What is required >> Rewrite each of the following rows, replacing "pin" with "marker" wherever it occurs and leaving everything else unchanged.

Records for the task >>
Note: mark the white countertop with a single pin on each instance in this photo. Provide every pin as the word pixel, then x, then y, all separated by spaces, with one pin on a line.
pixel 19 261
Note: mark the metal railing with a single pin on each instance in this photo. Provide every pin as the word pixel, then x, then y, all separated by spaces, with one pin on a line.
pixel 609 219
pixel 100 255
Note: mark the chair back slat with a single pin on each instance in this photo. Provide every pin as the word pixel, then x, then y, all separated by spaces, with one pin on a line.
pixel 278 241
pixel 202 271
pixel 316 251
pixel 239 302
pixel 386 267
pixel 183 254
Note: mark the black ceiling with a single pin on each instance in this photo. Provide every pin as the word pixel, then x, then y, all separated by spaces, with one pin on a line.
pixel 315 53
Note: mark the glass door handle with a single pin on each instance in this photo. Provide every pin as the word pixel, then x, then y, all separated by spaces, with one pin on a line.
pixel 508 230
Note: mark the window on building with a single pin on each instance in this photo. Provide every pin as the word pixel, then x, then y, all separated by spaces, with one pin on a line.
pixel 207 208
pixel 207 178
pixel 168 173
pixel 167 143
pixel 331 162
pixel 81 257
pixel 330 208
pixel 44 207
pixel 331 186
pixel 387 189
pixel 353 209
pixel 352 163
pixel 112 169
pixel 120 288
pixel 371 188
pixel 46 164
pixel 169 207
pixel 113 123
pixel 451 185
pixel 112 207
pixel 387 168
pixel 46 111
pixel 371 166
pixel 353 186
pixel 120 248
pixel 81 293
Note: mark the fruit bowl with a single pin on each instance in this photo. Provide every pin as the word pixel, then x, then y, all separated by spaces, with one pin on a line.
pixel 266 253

Correct result >>
Note: mark the white countertop with a single marker on each instance in this photo. Provide every marker as the word pixel, then x, then y, all separated by spaces, with one marker on a line.
pixel 19 261
Note: mark the metal railing with a single marker on each instance in this photo. Provide every marker as the word pixel, then x, then y, all separated by spaces, with one marker on a line.
pixel 609 219
pixel 100 255
Note: mark the chair back slat with a single marker on each instance in this photo. Provide every marker as the word pixel, then x, then y, all separated by spaces, with one marker on a line.
pixel 278 241
pixel 202 271
pixel 316 251
pixel 239 302
pixel 386 267
pixel 183 254
Note: mark the black ceiling with a single marker on each instance in this photo. Provide every marker as the word pixel, then x, then y, all separated by spaces, with one marker on a line.
pixel 315 53
Note: mark the glass door handle with a single marker on each instance in this photo. Provide every marker as the word pixel, then x, then y, all separated by spaces, with one marker on a line.
pixel 508 230
Note: mark the window on building with a single marker on each instance in this photo. Provide every marker as the word pixel, then x, then y, all separated by spaces, with one marker on a line.
pixel 207 208
pixel 207 178
pixel 168 173
pixel 167 143
pixel 331 162
pixel 81 257
pixel 330 208
pixel 44 207
pixel 331 186
pixel 387 189
pixel 353 209
pixel 352 163
pixel 112 169
pixel 120 288
pixel 371 188
pixel 46 164
pixel 169 207
pixel 113 123
pixel 451 185
pixel 112 207
pixel 387 168
pixel 46 111
pixel 371 166
pixel 353 186
pixel 120 248
pixel 81 293
Note: mark the fruit bowl with a single marker on each instance in this photo. Provide every marker as the word pixel, then x, then y, all separated by spaces, with one marker on a line.
pixel 266 253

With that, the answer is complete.